» **Problem statement**:
Could you quote, exactly as they stand, the lines running from the one with "Target — white tent" to the final line of the material?

» **Task data**:
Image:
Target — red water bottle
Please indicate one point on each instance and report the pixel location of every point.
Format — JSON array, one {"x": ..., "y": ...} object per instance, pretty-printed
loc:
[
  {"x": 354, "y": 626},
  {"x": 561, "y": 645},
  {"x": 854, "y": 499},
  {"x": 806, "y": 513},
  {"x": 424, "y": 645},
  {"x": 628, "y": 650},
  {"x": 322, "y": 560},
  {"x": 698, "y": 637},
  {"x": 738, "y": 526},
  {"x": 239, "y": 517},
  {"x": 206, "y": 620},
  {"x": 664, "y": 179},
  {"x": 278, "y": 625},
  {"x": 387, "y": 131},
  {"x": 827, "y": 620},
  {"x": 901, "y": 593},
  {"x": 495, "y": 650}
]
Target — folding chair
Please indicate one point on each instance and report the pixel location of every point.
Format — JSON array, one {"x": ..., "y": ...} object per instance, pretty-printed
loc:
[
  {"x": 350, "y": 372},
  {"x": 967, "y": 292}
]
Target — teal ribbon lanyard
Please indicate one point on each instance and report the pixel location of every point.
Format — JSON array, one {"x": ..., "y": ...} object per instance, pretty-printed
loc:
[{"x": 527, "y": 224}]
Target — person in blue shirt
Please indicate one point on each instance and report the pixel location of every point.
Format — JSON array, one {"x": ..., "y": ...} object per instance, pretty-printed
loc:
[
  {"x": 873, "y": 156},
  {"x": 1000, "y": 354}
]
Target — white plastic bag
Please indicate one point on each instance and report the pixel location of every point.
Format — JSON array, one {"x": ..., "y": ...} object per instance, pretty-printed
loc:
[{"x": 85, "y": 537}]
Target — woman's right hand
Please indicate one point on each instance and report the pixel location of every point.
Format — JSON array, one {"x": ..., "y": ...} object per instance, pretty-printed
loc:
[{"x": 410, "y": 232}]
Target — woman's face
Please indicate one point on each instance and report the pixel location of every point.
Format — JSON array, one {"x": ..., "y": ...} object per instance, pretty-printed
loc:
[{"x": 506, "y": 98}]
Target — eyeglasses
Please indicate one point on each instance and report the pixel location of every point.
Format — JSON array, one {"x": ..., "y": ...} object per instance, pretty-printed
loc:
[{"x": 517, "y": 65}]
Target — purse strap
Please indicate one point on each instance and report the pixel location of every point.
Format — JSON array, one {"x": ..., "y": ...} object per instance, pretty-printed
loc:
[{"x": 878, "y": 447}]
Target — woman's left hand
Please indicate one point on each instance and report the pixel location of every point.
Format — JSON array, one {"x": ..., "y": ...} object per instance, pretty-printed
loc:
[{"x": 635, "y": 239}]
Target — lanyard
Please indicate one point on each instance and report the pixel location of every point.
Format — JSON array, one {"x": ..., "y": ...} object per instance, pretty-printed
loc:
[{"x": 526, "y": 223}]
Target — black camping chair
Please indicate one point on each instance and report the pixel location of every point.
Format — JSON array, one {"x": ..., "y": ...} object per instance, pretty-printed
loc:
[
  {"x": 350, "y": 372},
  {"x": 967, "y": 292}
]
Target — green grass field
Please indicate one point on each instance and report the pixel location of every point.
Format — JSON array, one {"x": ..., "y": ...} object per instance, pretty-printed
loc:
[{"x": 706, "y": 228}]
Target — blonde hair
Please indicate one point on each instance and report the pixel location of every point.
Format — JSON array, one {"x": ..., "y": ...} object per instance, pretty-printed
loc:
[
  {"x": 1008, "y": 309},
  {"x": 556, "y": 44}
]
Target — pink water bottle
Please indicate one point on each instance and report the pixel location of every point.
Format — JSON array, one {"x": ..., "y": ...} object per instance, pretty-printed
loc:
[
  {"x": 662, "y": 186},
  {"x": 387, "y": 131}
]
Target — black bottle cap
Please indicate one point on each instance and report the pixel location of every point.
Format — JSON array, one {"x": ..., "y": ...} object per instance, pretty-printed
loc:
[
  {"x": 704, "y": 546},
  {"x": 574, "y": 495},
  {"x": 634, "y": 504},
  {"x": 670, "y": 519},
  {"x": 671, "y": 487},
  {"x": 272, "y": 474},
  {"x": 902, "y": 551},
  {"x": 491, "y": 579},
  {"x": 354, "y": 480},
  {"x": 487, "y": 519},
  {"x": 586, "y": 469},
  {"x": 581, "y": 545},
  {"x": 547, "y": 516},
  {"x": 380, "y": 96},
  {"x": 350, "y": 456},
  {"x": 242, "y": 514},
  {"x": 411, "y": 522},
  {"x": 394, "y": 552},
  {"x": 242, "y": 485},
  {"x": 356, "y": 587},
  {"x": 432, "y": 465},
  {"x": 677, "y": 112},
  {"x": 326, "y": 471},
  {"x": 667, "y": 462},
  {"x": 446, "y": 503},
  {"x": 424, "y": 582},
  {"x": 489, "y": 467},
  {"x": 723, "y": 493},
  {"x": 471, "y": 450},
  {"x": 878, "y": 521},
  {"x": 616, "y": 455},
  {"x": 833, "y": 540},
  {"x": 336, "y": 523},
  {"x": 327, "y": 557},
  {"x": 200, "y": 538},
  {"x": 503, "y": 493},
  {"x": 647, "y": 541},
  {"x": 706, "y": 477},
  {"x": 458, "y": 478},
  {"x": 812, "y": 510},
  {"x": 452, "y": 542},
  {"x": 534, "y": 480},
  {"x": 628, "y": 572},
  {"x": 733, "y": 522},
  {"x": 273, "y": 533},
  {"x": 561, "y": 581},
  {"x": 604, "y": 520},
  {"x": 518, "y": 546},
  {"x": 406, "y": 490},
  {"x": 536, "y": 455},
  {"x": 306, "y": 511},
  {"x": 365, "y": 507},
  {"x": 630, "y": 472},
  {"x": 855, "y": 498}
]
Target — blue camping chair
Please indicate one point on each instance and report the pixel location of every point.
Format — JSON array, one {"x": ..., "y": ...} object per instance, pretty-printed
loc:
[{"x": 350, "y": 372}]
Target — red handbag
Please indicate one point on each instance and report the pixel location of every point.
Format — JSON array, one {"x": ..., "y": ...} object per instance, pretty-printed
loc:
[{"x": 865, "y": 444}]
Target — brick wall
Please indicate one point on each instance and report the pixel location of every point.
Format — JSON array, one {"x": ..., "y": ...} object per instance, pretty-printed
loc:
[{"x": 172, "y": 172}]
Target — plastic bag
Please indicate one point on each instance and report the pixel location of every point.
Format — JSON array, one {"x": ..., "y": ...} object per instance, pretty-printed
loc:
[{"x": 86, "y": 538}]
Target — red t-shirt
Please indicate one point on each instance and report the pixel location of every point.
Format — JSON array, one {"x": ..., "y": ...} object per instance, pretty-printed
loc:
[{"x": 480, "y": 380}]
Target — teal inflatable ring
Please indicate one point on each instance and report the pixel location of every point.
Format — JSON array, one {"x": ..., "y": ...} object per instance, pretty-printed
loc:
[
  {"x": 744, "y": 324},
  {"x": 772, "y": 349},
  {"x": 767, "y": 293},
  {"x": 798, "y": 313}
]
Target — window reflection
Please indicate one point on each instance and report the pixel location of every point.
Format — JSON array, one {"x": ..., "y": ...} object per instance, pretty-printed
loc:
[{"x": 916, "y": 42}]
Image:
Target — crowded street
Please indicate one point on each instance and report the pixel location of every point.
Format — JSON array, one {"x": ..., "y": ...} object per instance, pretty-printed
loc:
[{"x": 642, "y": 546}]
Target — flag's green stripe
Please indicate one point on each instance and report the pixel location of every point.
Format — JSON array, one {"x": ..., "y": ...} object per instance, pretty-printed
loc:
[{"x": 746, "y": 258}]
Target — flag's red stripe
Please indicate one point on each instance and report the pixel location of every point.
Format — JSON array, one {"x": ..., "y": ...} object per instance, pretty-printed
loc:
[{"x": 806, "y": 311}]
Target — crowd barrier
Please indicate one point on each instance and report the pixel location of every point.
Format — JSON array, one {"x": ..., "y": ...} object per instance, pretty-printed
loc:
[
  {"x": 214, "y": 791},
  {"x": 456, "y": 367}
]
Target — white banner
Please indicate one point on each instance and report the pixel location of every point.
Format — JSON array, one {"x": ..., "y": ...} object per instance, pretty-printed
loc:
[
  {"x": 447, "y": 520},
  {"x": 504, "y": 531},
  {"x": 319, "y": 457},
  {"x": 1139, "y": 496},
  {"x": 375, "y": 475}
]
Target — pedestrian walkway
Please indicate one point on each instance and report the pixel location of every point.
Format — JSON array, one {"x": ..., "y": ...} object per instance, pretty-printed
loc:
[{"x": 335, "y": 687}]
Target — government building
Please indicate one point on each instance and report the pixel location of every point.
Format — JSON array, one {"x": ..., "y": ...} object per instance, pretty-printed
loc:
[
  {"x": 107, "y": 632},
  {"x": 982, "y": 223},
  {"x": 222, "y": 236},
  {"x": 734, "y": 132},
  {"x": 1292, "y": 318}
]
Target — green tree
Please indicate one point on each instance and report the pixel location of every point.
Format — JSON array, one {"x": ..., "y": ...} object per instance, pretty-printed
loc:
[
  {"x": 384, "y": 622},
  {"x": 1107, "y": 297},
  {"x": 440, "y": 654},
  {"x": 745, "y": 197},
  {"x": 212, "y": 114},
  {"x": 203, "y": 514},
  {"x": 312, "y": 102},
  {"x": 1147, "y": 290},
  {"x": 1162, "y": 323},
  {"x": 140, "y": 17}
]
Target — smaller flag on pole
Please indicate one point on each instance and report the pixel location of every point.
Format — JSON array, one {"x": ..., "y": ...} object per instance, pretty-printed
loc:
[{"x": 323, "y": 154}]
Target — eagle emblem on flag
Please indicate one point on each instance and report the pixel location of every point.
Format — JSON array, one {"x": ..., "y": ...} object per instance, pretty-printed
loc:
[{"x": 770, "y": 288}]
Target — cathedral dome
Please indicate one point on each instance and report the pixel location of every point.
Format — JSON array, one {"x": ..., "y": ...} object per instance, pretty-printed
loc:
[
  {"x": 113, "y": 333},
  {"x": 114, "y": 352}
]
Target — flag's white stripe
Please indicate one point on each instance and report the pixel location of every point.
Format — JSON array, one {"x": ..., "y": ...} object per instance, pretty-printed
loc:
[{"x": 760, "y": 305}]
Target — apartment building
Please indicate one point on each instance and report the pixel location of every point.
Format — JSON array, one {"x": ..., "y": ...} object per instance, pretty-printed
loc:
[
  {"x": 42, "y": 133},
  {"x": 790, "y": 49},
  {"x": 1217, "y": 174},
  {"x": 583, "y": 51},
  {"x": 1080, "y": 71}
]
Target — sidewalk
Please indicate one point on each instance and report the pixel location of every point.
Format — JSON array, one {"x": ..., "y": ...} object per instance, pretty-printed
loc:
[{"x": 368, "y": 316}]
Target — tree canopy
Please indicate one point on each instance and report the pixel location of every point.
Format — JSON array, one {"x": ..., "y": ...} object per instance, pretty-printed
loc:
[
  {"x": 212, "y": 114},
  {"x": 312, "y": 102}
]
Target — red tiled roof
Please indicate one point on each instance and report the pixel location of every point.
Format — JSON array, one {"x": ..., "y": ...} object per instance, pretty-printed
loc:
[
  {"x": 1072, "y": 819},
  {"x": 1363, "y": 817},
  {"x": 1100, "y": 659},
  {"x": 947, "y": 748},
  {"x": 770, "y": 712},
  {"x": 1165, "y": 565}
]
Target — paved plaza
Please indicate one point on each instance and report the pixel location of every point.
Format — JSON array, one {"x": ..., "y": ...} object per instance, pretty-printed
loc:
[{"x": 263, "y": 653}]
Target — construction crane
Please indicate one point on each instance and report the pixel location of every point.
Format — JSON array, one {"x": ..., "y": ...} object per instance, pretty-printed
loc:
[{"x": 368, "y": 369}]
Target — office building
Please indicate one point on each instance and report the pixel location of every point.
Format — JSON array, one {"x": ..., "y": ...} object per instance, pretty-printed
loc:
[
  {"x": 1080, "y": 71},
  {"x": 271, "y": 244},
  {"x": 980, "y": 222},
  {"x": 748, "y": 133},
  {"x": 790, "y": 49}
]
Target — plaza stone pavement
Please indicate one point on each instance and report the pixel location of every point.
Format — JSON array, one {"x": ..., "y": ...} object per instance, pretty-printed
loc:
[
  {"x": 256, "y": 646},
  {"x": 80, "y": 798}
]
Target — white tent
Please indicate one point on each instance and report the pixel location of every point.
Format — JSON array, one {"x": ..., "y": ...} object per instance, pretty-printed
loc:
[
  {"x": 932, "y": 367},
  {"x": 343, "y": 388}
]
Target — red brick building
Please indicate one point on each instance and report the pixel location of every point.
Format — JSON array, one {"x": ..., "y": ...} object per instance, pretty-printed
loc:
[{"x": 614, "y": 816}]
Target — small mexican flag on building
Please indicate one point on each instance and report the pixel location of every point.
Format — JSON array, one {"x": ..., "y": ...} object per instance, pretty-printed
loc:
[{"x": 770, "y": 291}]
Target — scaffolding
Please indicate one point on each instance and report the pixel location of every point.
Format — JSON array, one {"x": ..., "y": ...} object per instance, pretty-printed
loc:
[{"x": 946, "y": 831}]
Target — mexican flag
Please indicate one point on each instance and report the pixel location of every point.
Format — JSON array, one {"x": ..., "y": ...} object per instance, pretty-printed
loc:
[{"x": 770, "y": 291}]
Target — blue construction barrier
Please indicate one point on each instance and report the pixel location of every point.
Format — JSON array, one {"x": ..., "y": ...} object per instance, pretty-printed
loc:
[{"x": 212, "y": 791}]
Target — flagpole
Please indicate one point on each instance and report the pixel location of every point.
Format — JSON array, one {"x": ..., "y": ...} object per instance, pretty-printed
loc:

» **The answer**:
Target — white tent
Please indicate one point on each instance and report the pixel location of every point.
Format — JSON array, one {"x": ..., "y": ...} object per instance, pretty-printed
loc:
[
  {"x": 932, "y": 367},
  {"x": 343, "y": 388}
]
Target — red brick building
Please indicate one point on each instance and report the pixel location of every point.
Format — JSON array, one {"x": ..., "y": ...} object per instance, pretty-printed
loc:
[{"x": 614, "y": 816}]
Target — small mexican flag on building
Please indicate one point on each instance and report the pixel location of every point.
Format — JSON array, one {"x": ..., "y": ...} object per instance, pretty-printed
loc:
[{"x": 770, "y": 291}]
Target — scaffolding
Please indicate one point on each instance and report the pixel location of every point.
Format — JSON array, one {"x": ..., "y": ...} object per instance, pretty-printed
loc:
[{"x": 946, "y": 831}]
Target — mexican flag
Please indicate one point on each instance and report the pixel location of every point.
Format — JSON array, one {"x": ..., "y": ...} object per instance, pretty-printed
loc:
[{"x": 770, "y": 291}]
Target — blue construction barrier
Please indicate one point on each instance and report the pixel location of every point.
Format — JSON array, one {"x": ..., "y": ...} object per instance, pretty-printed
loc:
[{"x": 212, "y": 791}]
Target — flagpole
Please indicate one point on each instance and report the pixel location of every point.
Format — JSON array, one {"x": ..., "y": ...} object per instance, pretty-printed
loc:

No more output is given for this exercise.